:: Data records
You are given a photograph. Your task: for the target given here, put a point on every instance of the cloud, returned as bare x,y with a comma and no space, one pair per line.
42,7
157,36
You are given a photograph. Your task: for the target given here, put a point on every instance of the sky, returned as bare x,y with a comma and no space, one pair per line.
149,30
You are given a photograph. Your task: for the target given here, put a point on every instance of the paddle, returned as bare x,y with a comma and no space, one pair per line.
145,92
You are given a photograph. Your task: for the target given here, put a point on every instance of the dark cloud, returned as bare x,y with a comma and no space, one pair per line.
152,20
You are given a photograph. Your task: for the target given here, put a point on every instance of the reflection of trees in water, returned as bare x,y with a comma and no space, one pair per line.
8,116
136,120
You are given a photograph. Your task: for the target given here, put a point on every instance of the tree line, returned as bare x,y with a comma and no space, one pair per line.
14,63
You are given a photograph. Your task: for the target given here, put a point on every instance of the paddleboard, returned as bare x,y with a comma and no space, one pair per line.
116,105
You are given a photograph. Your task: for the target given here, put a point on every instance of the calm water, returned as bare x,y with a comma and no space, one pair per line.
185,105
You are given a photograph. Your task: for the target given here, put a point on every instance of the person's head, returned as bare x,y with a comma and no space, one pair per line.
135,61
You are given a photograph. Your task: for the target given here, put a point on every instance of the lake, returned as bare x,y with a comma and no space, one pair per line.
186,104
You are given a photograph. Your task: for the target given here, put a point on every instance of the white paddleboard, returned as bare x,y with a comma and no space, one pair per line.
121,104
::::
## Direction
Give all the entries again exactly; leave none out.

## Response below
You are given a photograph. Your task: for the target given here, put a point on every instance of the cloud, returned as bare x,y with a comma and no space, one pair per line.
42,7
157,36
You are given a photograph. Your task: for the target given here, put a point on every instance of the sky, returned as bare x,y with a comma and no space, one pair per line.
149,30
You are given a photograph. Your task: for the target given here, put a point on every instance of the paddle, returned as bare x,y with a comma and no space, one pair per line.
145,92
You are given a photograph. Your task: for the target given here, put a point on every instance of the dark cloud, returned as bare x,y with a comma and no space, one pair per line.
152,20
You are given a photograph. Your task: for the target given here, put a point on every instance of the reflection of trees in water, returned as bare x,y with a comma and no space, one pair per line.
8,116
136,120
You are given a photograph. Your task: for the target given here, put a point on every instance of the tree line, returned as bare x,y with a comma and no space, one pair per line.
14,63
You are given a photograph. Your task: for the target given here, put a point on every instance of the paddleboard, returned as bare x,y with a comma and no space, one pair per line.
116,105
You are given a photograph. Your task: for the target given here, put a point on every instance of the calm water, returned as bare x,y with a comma and no space, one pair per line.
185,105
You are given a photograph. Your task: for the target given here, put a point on every instance of the person's head, returned as bare x,y with a comma and no space, one pair per line.
135,61
You are given a photograph. Your task: for the target given here, put a point on every instance of the lake, returned as bare x,y with a comma and no space, one pair per line.
186,104
You are given a photograph. Your task: for the target given here, put a point on every instance of the white paddleboard, returned as bare x,y with a comma and no space, one pair per line.
121,104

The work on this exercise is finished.